> **TEXT UNDER STUDY**:
==============================

Post Motion Developments
[20] At the hearing of the motion, I invited counsel to consult and determine whether a mutually-acceptable access arrangement could be negotiated and I indicated that I would withhold my decision for a brief period in order to allow discussions to occur. Subsequently I was provided with “supplemental submissions” on behalf of the applicant on the access issue and a “therapy and access proposal” from the respondent and co-respondents. In addition, I was provided with the report of Laura Conboy dated May 5, 2015, a clinical investigator engaged by the Office of the Children’s Lawyer.
[21] The applicant’s current position is that telephone/Skyping would be suitable together with written communications but is opposed to face to face contact.
[22] The respondent’s current position sets out a detailed access regime complemented with a reunification or re-integration therapy proposal. The applicant agrees when access resumes, it ought to be conducted with therapeutic assistance. The respondent’s therapy proposal ought to have been detailed before the motion, not afterwards, as it puts the applicant at a disadvantage. In my view it may be beneficial to have third party assistance to facilitate the re-establishment of access and visitation but this issue was not well-developed when the motion was argued and will not form part of an order at this time. This is a matter that the parties will have to address with the assistance of counsel. The involvement of a third party to facilitate access will require a consensus between the parties on how to proceed.

==============================

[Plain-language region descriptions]

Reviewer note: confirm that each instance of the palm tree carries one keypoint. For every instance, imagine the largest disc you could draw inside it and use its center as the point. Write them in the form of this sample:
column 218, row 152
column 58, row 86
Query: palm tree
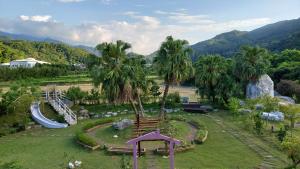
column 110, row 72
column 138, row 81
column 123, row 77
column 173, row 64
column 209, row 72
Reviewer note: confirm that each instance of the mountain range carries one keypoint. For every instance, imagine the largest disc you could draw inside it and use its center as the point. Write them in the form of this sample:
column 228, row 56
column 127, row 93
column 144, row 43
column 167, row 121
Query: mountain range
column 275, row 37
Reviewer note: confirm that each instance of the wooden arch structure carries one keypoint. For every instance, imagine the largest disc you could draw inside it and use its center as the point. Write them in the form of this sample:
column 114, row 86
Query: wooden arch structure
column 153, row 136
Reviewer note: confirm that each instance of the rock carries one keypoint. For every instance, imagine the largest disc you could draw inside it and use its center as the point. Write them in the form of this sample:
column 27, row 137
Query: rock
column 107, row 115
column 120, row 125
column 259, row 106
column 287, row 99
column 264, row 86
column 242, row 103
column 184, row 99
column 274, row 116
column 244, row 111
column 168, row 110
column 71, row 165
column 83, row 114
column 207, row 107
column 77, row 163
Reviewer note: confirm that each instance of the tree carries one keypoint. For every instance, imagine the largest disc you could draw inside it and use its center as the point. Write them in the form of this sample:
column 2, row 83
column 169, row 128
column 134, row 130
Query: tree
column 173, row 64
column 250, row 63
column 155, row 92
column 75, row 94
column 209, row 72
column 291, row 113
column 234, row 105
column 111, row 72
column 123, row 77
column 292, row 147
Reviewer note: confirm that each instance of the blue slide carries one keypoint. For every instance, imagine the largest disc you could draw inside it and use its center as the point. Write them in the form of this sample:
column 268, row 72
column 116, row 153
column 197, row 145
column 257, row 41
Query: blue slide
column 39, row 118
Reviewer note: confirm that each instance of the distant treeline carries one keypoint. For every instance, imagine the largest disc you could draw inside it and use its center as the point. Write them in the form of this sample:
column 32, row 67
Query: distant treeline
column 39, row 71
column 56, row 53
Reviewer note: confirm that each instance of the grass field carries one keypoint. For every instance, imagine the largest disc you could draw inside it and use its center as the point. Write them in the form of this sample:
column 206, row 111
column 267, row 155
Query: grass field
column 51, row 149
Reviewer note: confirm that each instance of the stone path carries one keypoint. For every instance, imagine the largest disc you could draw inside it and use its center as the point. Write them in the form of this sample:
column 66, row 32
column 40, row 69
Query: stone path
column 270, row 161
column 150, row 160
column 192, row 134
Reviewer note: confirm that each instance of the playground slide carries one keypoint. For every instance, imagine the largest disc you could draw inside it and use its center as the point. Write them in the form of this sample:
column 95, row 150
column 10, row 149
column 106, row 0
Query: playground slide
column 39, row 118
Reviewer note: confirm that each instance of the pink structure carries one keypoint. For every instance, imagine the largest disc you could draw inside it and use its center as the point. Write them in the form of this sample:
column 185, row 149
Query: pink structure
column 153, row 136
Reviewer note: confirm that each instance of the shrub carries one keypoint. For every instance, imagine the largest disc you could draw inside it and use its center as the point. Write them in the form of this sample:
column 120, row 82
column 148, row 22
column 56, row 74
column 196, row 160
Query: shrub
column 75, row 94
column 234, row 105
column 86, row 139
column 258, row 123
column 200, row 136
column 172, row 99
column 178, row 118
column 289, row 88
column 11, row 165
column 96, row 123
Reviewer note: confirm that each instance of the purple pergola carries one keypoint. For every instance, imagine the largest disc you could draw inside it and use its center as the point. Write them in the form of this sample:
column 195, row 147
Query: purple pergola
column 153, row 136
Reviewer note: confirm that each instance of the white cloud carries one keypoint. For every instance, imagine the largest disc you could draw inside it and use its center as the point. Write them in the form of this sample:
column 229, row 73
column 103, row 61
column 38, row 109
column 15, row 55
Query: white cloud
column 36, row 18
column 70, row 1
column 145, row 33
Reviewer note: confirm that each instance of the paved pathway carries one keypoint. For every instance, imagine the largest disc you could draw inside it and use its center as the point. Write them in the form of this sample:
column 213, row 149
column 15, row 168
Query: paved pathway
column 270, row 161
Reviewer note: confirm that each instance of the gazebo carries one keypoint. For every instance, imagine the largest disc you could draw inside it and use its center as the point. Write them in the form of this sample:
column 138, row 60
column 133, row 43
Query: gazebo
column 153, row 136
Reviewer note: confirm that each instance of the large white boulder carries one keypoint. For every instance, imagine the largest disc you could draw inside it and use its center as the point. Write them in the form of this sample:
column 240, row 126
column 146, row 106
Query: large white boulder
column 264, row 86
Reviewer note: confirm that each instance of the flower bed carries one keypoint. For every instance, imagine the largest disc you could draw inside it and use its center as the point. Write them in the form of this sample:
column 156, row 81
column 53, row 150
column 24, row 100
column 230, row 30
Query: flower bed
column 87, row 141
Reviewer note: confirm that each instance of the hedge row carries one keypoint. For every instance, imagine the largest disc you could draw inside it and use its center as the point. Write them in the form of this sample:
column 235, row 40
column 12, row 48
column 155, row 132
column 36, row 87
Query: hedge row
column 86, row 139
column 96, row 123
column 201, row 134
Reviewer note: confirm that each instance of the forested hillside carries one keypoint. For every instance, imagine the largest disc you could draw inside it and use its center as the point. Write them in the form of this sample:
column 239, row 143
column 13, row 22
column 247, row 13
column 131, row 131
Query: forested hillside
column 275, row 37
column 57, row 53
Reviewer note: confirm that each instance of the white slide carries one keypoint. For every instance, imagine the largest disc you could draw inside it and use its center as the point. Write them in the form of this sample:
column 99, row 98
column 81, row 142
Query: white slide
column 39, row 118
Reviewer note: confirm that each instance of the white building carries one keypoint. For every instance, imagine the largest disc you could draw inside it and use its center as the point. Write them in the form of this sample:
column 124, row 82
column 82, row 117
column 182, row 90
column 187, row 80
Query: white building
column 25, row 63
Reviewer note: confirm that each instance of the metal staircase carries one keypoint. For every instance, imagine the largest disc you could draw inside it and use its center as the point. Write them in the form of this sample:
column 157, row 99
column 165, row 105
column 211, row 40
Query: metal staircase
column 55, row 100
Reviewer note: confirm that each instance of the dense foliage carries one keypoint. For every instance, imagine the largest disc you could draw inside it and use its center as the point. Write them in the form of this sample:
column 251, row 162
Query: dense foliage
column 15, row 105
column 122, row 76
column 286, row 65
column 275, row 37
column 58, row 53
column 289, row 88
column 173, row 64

==============================

> **COMPLETE THE FOLLOWING**:
1 > Please copy out the court ruling excerpt, starting at "Post Motion Developments" and ending at "to face contact.".
2 > According to the court ruling excerpt, which office engaged Laura Conboy as a clinical investigator?
3 > Name every document the judge received after the hearing of the motion, as listed in the court ruling excerpt.
None of the work here calls for the data.

> **EXERCISE ANSWERS**:
1 >
Post Motion Developments
[20] At the hearing of the motion, I invited counsel to consult and determine whether a mutually-acceptable access arrangement could be negotiated and I indicated that I would withhold my decision for a brief period in order to allow discussions to occur. Subsequently I was provided with “supplemental submissions” on behalf of the applicant on the access issue and a “therapy and access proposal” from the respondent and co-respondents. In addition, I was provided with the report of Laura Conboy dated May 5, 2015, a clinical investigator engaged by the Office of the Children’s Lawyer.
[21] The applicant’s current position is that telephone/Skyping would be suitable together with written communications but is opposed to face to face contact.

2 > The Office of the Children's Lawyer.

3 >
- Supplemental submissions on behalf of the applicant on the access issue
- A therapy and access proposal from the respondent and co-respondents
- The report of Laura Conboy dated May 5, 2015